--- Dataset extract ---

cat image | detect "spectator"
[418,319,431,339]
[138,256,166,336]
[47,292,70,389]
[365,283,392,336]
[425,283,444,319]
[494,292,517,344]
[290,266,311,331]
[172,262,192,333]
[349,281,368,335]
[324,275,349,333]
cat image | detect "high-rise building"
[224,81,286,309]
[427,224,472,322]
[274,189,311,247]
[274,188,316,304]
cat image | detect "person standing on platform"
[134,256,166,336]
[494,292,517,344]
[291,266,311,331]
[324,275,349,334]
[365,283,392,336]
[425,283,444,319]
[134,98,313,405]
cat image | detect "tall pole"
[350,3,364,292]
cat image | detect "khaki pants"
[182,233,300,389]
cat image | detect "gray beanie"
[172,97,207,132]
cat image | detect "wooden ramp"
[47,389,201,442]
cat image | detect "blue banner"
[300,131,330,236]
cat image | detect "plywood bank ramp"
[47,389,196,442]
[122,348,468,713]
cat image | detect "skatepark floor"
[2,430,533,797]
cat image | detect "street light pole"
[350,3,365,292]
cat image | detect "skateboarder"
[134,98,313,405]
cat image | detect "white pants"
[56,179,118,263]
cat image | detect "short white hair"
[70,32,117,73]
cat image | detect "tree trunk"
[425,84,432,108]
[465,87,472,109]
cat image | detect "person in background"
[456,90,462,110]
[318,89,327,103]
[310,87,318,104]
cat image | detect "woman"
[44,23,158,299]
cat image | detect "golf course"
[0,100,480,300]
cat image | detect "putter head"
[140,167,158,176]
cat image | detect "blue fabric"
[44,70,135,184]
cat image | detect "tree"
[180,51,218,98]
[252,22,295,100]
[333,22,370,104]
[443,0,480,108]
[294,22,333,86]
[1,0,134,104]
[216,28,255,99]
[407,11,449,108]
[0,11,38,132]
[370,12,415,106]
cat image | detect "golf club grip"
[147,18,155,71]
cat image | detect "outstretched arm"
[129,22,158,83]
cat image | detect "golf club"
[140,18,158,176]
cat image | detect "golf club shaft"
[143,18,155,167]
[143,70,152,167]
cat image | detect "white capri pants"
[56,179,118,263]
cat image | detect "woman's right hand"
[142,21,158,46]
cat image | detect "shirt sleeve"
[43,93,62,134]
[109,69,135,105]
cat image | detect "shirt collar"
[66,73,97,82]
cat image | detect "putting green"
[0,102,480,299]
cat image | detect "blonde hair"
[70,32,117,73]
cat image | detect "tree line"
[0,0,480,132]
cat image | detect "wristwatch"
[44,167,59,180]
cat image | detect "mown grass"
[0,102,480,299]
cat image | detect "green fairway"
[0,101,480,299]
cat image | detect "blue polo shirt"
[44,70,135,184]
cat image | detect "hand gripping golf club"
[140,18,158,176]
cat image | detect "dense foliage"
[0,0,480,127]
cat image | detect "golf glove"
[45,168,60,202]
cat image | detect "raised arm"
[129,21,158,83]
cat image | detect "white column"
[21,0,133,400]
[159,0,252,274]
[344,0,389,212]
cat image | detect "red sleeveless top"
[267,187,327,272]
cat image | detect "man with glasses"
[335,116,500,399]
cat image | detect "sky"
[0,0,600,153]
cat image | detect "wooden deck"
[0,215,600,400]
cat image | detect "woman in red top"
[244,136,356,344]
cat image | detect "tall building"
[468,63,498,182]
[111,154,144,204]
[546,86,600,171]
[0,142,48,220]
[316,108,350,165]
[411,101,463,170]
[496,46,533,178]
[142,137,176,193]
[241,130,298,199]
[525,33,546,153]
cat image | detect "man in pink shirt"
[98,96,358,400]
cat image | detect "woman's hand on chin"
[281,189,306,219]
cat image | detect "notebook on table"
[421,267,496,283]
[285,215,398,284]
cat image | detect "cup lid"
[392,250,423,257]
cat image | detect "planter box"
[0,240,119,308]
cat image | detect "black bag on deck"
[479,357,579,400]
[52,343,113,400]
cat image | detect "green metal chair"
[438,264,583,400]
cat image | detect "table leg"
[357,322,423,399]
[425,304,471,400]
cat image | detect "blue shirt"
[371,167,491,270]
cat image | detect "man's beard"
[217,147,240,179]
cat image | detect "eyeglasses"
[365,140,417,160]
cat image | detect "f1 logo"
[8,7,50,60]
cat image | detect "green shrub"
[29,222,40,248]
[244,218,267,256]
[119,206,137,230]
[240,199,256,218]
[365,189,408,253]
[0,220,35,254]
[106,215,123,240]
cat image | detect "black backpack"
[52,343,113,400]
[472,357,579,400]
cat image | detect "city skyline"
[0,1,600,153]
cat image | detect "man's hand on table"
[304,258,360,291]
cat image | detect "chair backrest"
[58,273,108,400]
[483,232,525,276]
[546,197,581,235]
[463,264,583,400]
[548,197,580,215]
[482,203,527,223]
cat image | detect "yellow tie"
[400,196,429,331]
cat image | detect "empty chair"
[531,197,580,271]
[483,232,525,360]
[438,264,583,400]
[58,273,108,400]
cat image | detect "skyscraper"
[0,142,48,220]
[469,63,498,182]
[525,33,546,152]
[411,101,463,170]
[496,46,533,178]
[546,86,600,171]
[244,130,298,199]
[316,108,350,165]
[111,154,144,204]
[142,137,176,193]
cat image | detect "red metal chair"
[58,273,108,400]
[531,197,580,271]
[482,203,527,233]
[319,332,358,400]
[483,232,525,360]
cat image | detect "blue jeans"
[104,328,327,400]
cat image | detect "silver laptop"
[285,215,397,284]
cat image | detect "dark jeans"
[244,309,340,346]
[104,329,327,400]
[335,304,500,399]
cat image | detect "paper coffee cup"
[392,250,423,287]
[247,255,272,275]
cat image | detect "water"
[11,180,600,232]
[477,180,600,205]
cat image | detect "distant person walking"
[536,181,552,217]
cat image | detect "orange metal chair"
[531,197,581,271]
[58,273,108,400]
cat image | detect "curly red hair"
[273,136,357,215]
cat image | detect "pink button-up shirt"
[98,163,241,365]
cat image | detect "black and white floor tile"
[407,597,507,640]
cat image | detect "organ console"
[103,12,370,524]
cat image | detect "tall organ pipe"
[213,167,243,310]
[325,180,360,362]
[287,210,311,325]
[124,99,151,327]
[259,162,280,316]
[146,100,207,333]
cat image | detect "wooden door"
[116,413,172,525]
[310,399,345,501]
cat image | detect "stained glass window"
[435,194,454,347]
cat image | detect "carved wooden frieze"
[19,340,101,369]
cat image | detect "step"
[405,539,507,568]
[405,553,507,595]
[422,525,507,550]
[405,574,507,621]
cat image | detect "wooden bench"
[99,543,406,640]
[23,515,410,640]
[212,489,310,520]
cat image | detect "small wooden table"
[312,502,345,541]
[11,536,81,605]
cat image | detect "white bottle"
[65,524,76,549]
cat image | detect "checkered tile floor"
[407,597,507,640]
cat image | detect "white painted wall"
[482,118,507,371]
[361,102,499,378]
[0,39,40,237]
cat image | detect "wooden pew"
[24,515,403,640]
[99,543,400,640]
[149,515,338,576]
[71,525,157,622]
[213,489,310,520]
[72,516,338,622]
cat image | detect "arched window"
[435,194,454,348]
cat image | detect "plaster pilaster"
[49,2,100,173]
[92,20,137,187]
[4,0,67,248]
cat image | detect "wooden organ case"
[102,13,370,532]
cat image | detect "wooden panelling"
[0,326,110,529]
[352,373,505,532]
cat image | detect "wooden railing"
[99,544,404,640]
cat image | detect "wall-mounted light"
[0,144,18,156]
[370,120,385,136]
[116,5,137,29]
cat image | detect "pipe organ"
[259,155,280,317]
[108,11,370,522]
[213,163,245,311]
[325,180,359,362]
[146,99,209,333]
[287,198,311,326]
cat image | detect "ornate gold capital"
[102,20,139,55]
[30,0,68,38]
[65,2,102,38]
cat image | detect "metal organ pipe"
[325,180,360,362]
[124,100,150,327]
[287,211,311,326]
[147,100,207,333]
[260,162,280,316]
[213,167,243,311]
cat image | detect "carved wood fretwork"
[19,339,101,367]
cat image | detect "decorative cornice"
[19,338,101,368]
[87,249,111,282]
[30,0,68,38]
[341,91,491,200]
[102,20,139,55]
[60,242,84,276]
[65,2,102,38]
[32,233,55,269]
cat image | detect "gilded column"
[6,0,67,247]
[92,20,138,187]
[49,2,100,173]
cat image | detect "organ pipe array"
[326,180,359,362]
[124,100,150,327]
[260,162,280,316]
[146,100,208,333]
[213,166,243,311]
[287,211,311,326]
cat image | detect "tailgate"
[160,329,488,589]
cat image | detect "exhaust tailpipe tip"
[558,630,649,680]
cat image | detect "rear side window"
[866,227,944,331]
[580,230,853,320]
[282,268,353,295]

---

Exercise instructions = Write out again the items above word for word, from the first line up to and including the line with "[300,131,330,236]".

Exercise output =
cat image | detect "spectator"
[418,319,431,339]
[138,256,166,336]
[47,292,70,389]
[365,283,392,336]
[425,283,444,319]
[494,292,517,344]
[290,266,311,331]
[172,262,192,333]
[349,281,368,335]
[324,275,349,333]
cat image | detect "high-rise building"
[224,81,286,309]
[427,224,472,322]
[274,189,311,247]
[274,188,316,304]
cat image | detect "person standing on platform"
[134,256,166,336]
[494,292,517,344]
[291,266,311,331]
[324,275,349,334]
[365,283,392,336]
[425,283,444,319]
[134,98,313,405]
cat image | detect "tall pole"
[350,3,364,292]
cat image | detect "khaki pants"
[182,233,300,389]
cat image | detect "gray beanie"
[172,97,207,132]
cat image | detect "wooden ramp"
[47,389,201,442]
cat image | detect "blue banner"
[300,131,330,236]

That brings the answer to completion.